:: Page text ::
## Necessary Imports

In [1]:
from dotenv import load_dotenv
from llama_index.experimental.query_engine import PandasQueryEngine
from llama_index.core.tools import QueryEngineTool, ToolMetadata
from llama_index.core.agent import ReActAgent
from llama_index.llms.openai import OpenAI
from prompts import instruction_str, context, new_prompt
from note_engine import note_engine
import pathlib
import requests
import pandas as pd

## Data Preprocessing

In [2]:
# Read the data as a DataFrame
medicines = pd.read_csv('data/medicine_dataset.csv')
# Drop any rows with missing values
medicines = medicines.dropna()
# Print out the first 5 rows of the data
medicines.head()
:::
#### [Your task]
Write the next part of the LlamaIndex medicine-dataset notebook, picking up after the `medicines.head()` cell.
:: Dataset extract ::
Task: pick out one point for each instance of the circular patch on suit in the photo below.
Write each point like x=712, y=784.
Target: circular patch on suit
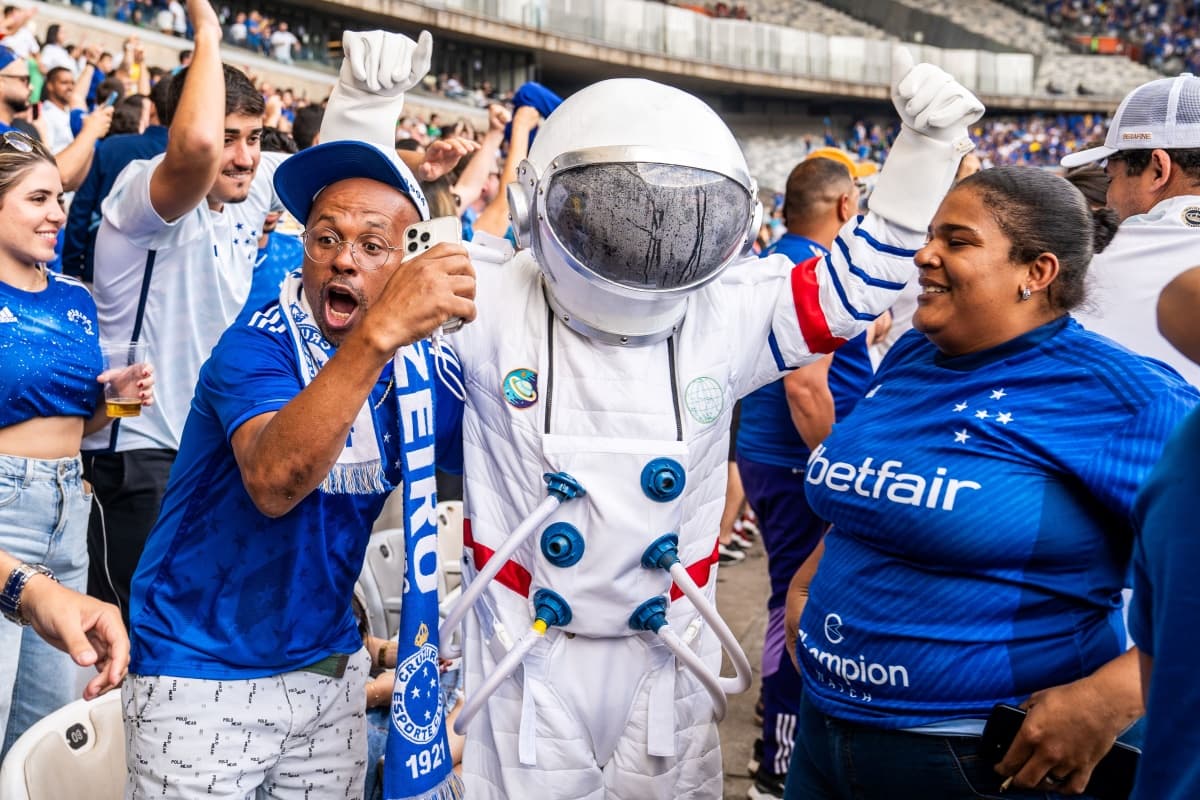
x=521, y=388
x=705, y=400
:::
#### [Expected answer]
Unnamed: 0,Name,Category,Dosage Form,Strength,Manufacturer,Indication,Classification
0,Acetocillin,Antidiabetic,Cream,938 mg,Roche Holding AG,Virus,Over-the-Counter
1,Ibuprocillin,Antiviral,Injection,337 mg,CSL Limited,Infection,Over-the-Counter
2,Dextrophen,Antibiotic,Ointment,333 mg,Johnson & Johnson,Wound,Prescription
3,Clarinazole,Antifungal,Syrup,362 mg,AbbVie Inc.,Pain,Prescription
4,Amoxicillin,Antifungal,Tablet,802 mg,Teva Pharmaceutical Industries Ltd.,Wound,Over-the-Counter


## Get Prompts

In [3]:
prompts_fp = pathlib.Path('prompts.py')
if not prompts_fp.exists():
    prompts_url = 'https://raw.githubusercontent.com/techwithtim/PythonAgentAI/main/prompts.py'
    prompts = requests.get(prompts_url)
    with open('prompts.py', 'w') as file:
        file.write(prompts.text)

In [4]:
# Load the OpenAI API key from the .env file
load_dotenv()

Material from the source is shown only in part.